Job – Find the line containing "If you could indicate the person in yellow" in the material below; copy that line and all following lines exactly.

Recorded data –
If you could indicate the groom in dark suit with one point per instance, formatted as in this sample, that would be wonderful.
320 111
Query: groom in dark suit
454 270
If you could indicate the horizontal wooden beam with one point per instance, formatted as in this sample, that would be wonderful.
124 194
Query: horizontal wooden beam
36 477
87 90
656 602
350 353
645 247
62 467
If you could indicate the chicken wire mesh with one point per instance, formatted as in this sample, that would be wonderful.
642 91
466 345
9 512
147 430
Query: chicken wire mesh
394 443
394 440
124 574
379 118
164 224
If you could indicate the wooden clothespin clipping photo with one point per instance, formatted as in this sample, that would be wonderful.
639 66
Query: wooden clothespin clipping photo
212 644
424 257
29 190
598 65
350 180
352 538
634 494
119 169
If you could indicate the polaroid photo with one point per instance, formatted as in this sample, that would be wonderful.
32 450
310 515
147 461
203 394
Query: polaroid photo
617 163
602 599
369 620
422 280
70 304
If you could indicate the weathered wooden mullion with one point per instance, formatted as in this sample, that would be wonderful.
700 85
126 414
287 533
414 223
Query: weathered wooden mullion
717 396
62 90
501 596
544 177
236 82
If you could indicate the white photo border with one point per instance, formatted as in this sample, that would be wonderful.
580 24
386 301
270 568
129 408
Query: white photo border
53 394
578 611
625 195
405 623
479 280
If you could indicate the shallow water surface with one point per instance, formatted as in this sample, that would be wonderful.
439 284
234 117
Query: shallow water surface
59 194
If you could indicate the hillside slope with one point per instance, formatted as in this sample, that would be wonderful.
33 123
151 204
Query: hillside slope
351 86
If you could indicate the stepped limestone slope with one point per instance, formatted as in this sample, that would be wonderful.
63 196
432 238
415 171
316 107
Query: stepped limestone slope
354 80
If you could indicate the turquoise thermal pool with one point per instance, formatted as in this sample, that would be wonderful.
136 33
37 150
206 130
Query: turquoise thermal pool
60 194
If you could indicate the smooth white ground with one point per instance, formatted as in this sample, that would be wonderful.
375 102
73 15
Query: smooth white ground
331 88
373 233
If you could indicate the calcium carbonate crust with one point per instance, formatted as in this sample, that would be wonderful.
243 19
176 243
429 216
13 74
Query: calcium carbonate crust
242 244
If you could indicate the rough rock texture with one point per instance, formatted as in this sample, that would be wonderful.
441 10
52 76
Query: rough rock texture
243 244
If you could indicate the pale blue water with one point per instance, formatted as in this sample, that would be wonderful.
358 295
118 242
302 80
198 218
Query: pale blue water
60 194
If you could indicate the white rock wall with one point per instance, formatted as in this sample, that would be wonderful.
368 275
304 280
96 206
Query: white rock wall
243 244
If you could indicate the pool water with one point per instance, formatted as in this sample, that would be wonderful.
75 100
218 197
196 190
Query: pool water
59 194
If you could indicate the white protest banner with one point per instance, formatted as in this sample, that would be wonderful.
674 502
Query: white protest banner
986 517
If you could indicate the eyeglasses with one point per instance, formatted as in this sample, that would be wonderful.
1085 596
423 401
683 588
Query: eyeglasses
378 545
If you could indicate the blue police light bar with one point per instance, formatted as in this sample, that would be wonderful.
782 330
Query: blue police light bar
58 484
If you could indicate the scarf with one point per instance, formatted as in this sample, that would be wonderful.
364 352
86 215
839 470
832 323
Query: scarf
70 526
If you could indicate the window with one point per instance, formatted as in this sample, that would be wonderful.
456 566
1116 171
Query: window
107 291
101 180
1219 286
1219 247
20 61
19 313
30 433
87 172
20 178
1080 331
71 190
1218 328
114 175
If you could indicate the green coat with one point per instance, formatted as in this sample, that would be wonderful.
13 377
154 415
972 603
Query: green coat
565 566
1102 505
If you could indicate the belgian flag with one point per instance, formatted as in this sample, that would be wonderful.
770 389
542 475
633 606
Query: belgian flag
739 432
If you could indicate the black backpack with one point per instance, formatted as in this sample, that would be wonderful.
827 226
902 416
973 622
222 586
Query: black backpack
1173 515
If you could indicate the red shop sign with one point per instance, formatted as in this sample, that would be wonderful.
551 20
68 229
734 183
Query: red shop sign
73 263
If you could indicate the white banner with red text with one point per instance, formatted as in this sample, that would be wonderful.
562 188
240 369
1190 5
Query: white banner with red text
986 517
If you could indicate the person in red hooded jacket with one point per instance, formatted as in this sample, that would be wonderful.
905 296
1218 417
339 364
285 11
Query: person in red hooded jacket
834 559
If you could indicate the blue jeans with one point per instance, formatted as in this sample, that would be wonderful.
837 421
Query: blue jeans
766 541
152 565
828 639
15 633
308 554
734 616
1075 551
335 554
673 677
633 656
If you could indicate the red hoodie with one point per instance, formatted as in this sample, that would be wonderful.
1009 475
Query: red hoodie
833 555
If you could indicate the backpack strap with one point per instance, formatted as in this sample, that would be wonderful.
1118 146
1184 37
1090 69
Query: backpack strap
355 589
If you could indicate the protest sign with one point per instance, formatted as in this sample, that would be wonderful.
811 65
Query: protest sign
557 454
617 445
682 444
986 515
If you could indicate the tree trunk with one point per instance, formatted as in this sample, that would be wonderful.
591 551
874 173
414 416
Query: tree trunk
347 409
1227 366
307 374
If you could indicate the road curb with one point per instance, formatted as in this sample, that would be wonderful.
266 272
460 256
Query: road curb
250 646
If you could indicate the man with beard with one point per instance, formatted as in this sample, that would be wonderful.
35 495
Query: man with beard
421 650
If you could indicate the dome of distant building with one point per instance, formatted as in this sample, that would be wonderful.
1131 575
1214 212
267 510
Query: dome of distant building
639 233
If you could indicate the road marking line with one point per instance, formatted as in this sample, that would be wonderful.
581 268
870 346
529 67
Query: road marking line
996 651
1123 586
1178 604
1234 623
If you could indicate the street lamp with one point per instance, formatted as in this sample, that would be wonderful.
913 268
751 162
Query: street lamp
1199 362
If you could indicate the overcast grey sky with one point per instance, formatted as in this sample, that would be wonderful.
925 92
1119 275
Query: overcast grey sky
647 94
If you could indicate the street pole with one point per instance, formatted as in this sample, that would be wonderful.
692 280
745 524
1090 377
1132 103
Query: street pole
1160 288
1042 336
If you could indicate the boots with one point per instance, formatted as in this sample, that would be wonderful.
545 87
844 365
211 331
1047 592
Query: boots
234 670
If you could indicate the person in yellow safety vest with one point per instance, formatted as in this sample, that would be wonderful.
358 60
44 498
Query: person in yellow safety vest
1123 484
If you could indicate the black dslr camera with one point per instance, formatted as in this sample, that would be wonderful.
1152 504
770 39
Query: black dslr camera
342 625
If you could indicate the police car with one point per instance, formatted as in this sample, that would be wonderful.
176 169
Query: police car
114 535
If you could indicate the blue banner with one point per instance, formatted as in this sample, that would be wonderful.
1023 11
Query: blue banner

Reply –
If you could indicate the person in yellow safety vest with one point per instance, formatted as in this sample, that would be wonderful.
358 60
44 498
Query: person in yellow safety vest
1123 484
If you could indicate the black dslr camera with one point per instance, formatted as in this sample, that would be wonderful.
1152 504
770 39
Query: black dslr camera
342 625
If you could indicate the police car with one point per instance, formatted as in this sample, that would be wonderful.
176 169
Query: police car
114 535
If you could indicate the blue banner with one point per instance, formatted as in this sample, that would be wonderful.
1023 11
Query: blue banner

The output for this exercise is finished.